[GOAL] Write out the lines of the material below as a numbered list, from the line containing "slab in the photo above." through the last line, both included. Skip any blank lines.

Location identification entries:
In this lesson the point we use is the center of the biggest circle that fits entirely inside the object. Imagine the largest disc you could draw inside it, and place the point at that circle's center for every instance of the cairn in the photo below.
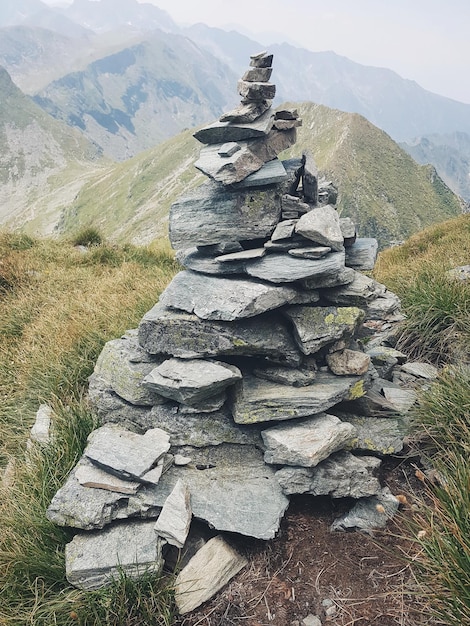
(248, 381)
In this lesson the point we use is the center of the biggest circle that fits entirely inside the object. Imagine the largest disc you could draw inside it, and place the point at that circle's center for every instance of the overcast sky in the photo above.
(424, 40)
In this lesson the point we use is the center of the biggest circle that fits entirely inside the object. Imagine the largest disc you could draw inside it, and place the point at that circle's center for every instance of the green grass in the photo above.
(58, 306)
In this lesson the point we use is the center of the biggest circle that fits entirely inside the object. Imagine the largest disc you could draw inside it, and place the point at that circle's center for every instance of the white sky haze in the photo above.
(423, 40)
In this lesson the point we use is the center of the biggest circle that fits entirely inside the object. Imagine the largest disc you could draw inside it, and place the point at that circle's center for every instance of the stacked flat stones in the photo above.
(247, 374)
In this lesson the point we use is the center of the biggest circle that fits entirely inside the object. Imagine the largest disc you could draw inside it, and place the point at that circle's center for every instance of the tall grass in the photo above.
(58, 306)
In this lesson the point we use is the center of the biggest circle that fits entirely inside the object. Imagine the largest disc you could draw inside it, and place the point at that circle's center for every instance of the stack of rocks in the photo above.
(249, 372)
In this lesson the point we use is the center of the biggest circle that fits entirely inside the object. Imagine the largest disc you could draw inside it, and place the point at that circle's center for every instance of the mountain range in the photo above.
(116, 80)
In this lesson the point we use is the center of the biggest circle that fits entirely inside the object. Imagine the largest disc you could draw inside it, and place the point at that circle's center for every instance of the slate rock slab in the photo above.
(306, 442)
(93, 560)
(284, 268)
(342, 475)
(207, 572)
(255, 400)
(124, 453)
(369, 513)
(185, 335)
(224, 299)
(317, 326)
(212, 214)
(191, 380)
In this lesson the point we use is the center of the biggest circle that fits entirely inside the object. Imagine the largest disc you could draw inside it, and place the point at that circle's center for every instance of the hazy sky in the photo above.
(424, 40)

[RESULT OF THE EXERCISE]
1. In this lesson the point we use is the center of the biggest circle that fits entirely inside the object. Imagine the largest disc you could draw inside it, and place the point at that circle's center for every instance of the slate rock slab in the photo above.
2. (306, 442)
3. (93, 560)
4. (284, 268)
5. (342, 475)
6. (207, 572)
7. (255, 400)
8. (124, 453)
9. (369, 513)
10. (185, 335)
11. (224, 299)
12. (317, 326)
13. (212, 214)
14. (191, 380)
15. In this lesson the point we use is the center of the biggest circle that fits entirely inside the object. Imagine the largest disc you could draw inside it, and place the point at that circle's center for every instance of the hazy sky in the photo above.
16. (424, 40)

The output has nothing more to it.